··· Input data

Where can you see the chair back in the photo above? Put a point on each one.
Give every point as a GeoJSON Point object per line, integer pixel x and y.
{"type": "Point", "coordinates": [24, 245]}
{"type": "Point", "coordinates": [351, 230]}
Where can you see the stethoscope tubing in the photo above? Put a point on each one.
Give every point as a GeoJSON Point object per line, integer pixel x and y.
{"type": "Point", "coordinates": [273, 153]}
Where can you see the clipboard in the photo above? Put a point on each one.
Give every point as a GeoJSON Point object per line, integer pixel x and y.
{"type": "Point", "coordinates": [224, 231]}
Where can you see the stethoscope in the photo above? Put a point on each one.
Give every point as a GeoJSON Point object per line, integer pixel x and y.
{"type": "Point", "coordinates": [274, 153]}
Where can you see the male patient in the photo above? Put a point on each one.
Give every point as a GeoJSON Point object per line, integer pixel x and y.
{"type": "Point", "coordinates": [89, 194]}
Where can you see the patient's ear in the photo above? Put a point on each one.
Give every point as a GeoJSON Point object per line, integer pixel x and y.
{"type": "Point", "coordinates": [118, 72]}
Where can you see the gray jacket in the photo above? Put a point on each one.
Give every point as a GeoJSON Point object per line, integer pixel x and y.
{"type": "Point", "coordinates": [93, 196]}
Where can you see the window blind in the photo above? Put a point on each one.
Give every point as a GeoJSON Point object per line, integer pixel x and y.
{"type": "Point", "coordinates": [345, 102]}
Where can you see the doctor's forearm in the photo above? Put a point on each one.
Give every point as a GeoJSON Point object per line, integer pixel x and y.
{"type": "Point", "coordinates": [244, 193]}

······

> [Task details]
Arrange the listing above as a JSON list of strings, with one string for each line and blank lines omitted.

> [Full response]
[
  "Where can you see the chair back in the photo above? Put a point on each one.",
  "Give every point as a GeoJSON Point object per line, integer pixel x and y.",
  "{\"type\": \"Point\", \"coordinates\": [24, 245]}",
  "{\"type\": \"Point\", \"coordinates\": [351, 230]}",
  "Where can you see the stethoscope tubing in the photo above? Put a point on each one.",
  "Give every point as a GeoJSON Point object per line, integer pixel x and y.",
  "{\"type\": \"Point\", \"coordinates\": [273, 153]}",
  "Where can you see the clipboard in the photo above? Put a point on each one.",
  "Give every point as a GeoJSON Point object per line, integer pixel x and y.",
  "{\"type\": \"Point\", \"coordinates\": [224, 231]}",
  "Where can you see the stethoscope in the photo above? Put a point on each one.",
  "Give every point as a GeoJSON Point object per line, integer pixel x and y.",
  "{\"type\": \"Point\", \"coordinates\": [274, 153]}",
  "Where can you see the male patient in the photo above? Put a point on each one.",
  "Give every point as a GeoJSON Point object per line, integer pixel x and y.",
  "{\"type\": \"Point\", \"coordinates\": [89, 194]}",
  "Where can you see the patient's ear in the photo above? Put a point on each one.",
  "Give every point as a GeoJSON Point object per line, integer pixel x and y.",
  "{\"type\": \"Point\", \"coordinates\": [118, 72]}",
  "Where can you see the gray jacket in the photo above? Put a point on each one.",
  "Give every point as a GeoJSON Point object per line, integer pixel x and y.",
  "{\"type\": \"Point\", \"coordinates\": [93, 196]}",
  "Where can you see the window blind in the photo above? Put a point on each one.",
  "Give every point as a GeoJSON Point object per line, integer pixel x and y.",
  "{\"type\": \"Point\", \"coordinates\": [345, 102]}",
  "Where can you see the doctor's forearm in the photo above? Put a point on each one.",
  "Give every point as a GeoJSON Point object per line, integer pixel x and y.",
  "{\"type\": \"Point\", \"coordinates\": [244, 193]}"
]